_HOW TO COMPLETE THIS TASK_. Would you transcribe the data word for word?

::::::

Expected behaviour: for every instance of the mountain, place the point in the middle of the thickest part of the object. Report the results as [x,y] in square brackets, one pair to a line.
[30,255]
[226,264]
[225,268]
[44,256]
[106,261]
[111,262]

::::::

_EXERCISE RESULT_.
Expected behaviour: for every instance of the mountain, place the point in the middle of the thickest part of the object. Report the results as [x,y] in square brackets, one pair to a line.
[30,255]
[226,264]
[225,268]
[44,256]
[106,261]
[111,262]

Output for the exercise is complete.